◆ **TO BE DONE**
Retype word for word the passage of the table-key text below that begins with the words containing "If you are using" and ends with "foreign key order.".
# SOURCE EXTRACT start
Let’s add keys to tables. Belows are default keys specified in dss.ri.

ALTER TABLE REGION
ADD PRIMARY KEY (R_REGIONKEY);

ALTER TABLE NATION
ADD PRIMARY KEY (N_NATIONKEY),
ADD PRIMARY KEY (N_REGIONKEY);

ALTER TABLE CUSTOMER
ADD PRIMARY KEY (C_CUSTKEY),
ADD KEY (C_NATIONKEY);

ALTER TABLE SUPPLIER
ADD PRIMARY KEY (S_SUPPKEY),
ADD KEY (S_NATIONKEY);

ALTER TABLE PART
ADD PRIMARY KEY (P_PARTKEY);

ALTER TABLE PARTSUPP
ADD PRIMARY KEY (PS_PARTKEY,PS_SUPPKEY),
ADD KEY (PS_PARTKEY),
ADD KEY (PS_SUPPKEY);

ALTER TABLE ORDERS
ADD PRIMARY KEY (O_ORDERKEY),
ADD KEY (O_CUSTKEY);

ALTER TABLE LINEITEM
ADD PRIMARY KEY (L_ORDERKEY,L_LINENUMBER),
ADD KEY (L_ORDERKEY),
ADD KEY (L_PARTKEY,L_SUPPKEY);

If you are using the InnoDB engine and want to test TPC-H under transaction environment, then specify the foreign key like below. Be aware to the order of statements that should comply with the foreign key order.
# SOURCE EXTRACT end
# DATA ENTRIES start
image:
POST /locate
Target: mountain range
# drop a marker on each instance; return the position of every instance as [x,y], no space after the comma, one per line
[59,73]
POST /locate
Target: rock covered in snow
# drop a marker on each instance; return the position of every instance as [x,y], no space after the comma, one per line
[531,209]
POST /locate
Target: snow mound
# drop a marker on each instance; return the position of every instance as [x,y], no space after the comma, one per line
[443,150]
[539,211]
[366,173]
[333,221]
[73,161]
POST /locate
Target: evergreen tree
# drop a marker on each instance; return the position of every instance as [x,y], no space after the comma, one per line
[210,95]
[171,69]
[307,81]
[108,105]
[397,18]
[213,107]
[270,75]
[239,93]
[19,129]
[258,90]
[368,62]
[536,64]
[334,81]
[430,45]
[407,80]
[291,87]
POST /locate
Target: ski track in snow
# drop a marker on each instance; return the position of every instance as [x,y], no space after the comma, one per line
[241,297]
# DATA ENTRIES end
# DATA ENTRIES start
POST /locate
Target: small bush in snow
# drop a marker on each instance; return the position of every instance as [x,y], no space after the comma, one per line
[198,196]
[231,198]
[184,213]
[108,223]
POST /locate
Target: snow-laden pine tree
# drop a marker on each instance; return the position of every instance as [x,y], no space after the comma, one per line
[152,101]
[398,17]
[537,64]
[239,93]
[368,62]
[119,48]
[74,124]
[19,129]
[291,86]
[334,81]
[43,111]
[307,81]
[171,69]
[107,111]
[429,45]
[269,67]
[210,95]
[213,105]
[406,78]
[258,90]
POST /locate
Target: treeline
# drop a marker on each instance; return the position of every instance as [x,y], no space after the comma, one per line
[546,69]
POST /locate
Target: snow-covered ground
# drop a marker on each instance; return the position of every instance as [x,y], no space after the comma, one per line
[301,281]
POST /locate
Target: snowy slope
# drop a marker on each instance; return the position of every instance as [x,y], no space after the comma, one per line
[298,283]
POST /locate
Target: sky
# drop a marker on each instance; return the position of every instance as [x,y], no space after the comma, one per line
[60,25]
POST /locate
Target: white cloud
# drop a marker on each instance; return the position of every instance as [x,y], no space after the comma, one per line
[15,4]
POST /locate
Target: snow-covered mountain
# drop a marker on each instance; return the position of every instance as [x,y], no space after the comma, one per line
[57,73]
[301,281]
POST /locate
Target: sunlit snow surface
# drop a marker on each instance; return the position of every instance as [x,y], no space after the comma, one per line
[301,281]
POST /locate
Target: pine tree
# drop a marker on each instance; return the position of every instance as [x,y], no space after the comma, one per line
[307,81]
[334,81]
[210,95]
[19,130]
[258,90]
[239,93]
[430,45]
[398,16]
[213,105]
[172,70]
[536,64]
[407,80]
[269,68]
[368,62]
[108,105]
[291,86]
# DATA ENTRIES end
# DATA ENTRIES start
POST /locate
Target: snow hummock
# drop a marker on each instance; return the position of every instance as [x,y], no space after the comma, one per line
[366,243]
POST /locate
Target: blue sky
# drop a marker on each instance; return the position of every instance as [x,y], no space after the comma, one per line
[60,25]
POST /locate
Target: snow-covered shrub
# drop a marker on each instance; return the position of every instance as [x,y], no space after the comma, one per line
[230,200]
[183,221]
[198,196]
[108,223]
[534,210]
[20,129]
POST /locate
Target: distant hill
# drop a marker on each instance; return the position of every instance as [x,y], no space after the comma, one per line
# DATA ENTRIES end
◆ **SOLUTION FOR THIS EXERCISE**
If you are using the InnoDB engine and want to test TPC-H under transaction environment, then specify the foreign key like below. Be aware to the order of statements that should comply with the foreign key order.